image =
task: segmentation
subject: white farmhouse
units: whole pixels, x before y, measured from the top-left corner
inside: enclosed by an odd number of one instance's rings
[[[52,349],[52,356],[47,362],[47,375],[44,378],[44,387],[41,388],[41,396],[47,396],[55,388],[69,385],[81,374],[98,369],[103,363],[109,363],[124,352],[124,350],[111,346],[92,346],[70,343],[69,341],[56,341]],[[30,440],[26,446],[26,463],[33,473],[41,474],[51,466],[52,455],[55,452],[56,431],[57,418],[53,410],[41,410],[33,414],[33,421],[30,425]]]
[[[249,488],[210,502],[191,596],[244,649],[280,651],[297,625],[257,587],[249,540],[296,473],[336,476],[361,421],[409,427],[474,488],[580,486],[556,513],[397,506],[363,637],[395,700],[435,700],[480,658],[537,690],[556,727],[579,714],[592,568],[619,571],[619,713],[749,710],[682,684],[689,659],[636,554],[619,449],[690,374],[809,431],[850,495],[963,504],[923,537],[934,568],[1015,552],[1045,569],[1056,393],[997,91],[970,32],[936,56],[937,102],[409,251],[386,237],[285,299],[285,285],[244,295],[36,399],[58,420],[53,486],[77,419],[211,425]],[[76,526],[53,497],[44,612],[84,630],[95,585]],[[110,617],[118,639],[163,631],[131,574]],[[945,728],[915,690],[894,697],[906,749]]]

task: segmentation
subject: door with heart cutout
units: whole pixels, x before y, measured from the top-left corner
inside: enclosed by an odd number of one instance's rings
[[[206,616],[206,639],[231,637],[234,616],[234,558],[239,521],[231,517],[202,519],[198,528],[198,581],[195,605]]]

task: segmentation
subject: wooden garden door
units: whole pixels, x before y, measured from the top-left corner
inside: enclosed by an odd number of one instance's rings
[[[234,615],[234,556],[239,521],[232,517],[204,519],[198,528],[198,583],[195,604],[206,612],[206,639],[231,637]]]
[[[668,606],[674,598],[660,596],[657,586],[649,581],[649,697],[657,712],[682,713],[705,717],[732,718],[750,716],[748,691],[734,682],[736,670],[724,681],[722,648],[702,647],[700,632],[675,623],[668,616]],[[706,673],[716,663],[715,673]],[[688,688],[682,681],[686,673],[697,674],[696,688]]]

# # #

• **Stated exercise**:
Extract the full listing above without alteration.

• **The response**:
image =
task: segmentation
subject: white farmhouse
units: whole pixels, x before y, measured from the top-left corner
inside: enclosed by an odd number of one instance's rings
[[[52,349],[52,356],[47,362],[47,375],[44,378],[44,387],[41,388],[41,396],[47,396],[55,388],[69,385],[81,374],[98,369],[103,363],[109,363],[124,352],[124,350],[111,346],[92,346],[70,343],[69,341],[56,341]],[[30,440],[26,446],[26,463],[33,473],[41,474],[51,466],[52,455],[55,452],[56,431],[57,418],[53,410],[41,410],[33,414],[33,421],[30,425]]]
[[[249,488],[210,502],[191,596],[244,649],[280,651],[297,625],[257,587],[249,540],[296,473],[336,476],[361,421],[409,427],[474,488],[580,486],[556,513],[397,506],[363,637],[395,700],[435,700],[480,658],[537,690],[556,727],[579,714],[592,568],[619,571],[619,713],[749,710],[682,684],[689,659],[636,554],[619,449],[690,374],[809,431],[850,495],[963,504],[923,537],[934,568],[1015,552],[1045,569],[1056,393],[997,91],[970,32],[936,56],[937,102],[409,251],[386,237],[285,299],[285,285],[244,295],[36,399],[58,420],[53,486],[77,419],[211,425]],[[76,526],[53,497],[44,612],[84,630],[95,585]],[[110,617],[118,639],[163,631],[131,574]],[[945,728],[915,690],[894,697],[906,749]]]

task: segmentation
subject: door with heart cutout
units: whole pixels, x before y, measured from the top-left corner
inside: enclosed by an odd number of one instance's rings
[[[206,616],[206,639],[231,637],[234,616],[234,558],[239,521],[231,517],[202,519],[198,528],[198,581],[195,605]]]

task: segmentation
subject: wooden garden door
units: whole pixels, x before y, measured from the top-left corner
inside: enclosed by an odd number of one instance's rings
[[[234,615],[234,556],[239,521],[232,517],[204,519],[198,528],[198,583],[195,604],[206,612],[206,639],[231,637]]]
[[[668,606],[674,598],[660,596],[657,586],[649,581],[649,697],[657,712],[682,713],[705,717],[732,718],[750,716],[748,691],[734,682],[736,670],[724,681],[722,648],[702,647],[700,632],[675,623],[668,616]],[[706,673],[716,663],[715,673]],[[688,688],[682,681],[686,673],[697,674],[696,688]]]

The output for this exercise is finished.